Every entry below needs to be copied exactly.

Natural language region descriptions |
[Start of section]

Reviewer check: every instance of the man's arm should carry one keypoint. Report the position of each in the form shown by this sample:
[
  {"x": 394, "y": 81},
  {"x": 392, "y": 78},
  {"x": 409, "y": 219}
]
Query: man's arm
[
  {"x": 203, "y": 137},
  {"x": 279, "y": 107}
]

[End of section]

Solution to this task |
Reviewer check: every instance of the man's arm should carry one keypoint. Report the position of each in the form shown by this sample:
[
  {"x": 394, "y": 81},
  {"x": 392, "y": 78},
  {"x": 409, "y": 219}
]
Query: man's arm
[
  {"x": 203, "y": 137},
  {"x": 279, "y": 107}
]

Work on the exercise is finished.